Work to complete: Reproduce the Ecology Newsletter text verbatim from "turn the pages" to "greening of me?".

Exercise passage:
__________
Spring Equinox edition of the Ecology Newsletter

Prayer for Spring

O Dancer of Creation,

the earth awakens to an urgent call to grow.

In the hidden recesses of my wintered spirit

I, too, hear the humming of your voice,

Calling me, wooing my deadness back to life.


My soul yawns, stretches, quickens,

as the energy of Spring revives my weariness.

I sit with wonder, observing the steady activity

of downy woodpeckers and newly yellowed finch.

I do so with the avid attention of a child’s first look,

savouring the colours and shapes of earth’s loveliness.


As the filtering patterns of early sunlight

lift the shades of green in every growing thing,

I enter into Spring’s unlettered words of life.

For a while my doubts, anxieties, and worries

become like chapters in some ancient book

whose text no longer claims my full attention.

I am content to sit, watching Spring

turn the pages of this animated publication,

eager to discover the invigorating story

reflected in my own Springtime revelation.


Tell me, Wise Awakener,

why is it easier to believe in a stem of new grass,

or the opening bud of a fresh purple crocus,

than it is to believe in the greening of me?

                                                     Joyce Rupp


22. The problems of Pollution and Waste are closely linked to a throwaway culture which affects the excluded just as it quickly reduces things to rubbish. To cite one example, most of the paper we produce is thrown away and not recycled. It is hard for us to accept that the way natural ecosystems work is exemplary: plants synthesize nutrients which feed herbivores; these in turn become food for carnivores, which produce significant quantities of organic waste which give rise to new generations of plants. But our industrial system, at the end of its cycle of production and consumption, has not developed the capacity to absorb and reuse waste and by-products. We have not yet managed to adopt a circular model of production capable of preserving resources for present and future generations, while limiting as much as possible the use of non-renewable resources, moderating their consumption, maximizing their efficient use, reusing and recycling them. A serious consideration of this issue would be one way of counteracting the throwaway culture which affects the entire planet, but it must be said that only limited progress has been made in this regard.
__________
Provided information:
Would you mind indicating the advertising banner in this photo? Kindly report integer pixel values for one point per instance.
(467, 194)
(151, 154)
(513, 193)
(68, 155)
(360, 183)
__________
Answer for the task:
turn the pages of this animated publication,

eager to discover the invigorating story

reflected in my own Springtime revelation.


Tell me, Wise Awakener,

why is it easier to believe in a stem of new grass,

or the opening bud of a fresh purple crocus,

than it is to believe in the greening of me?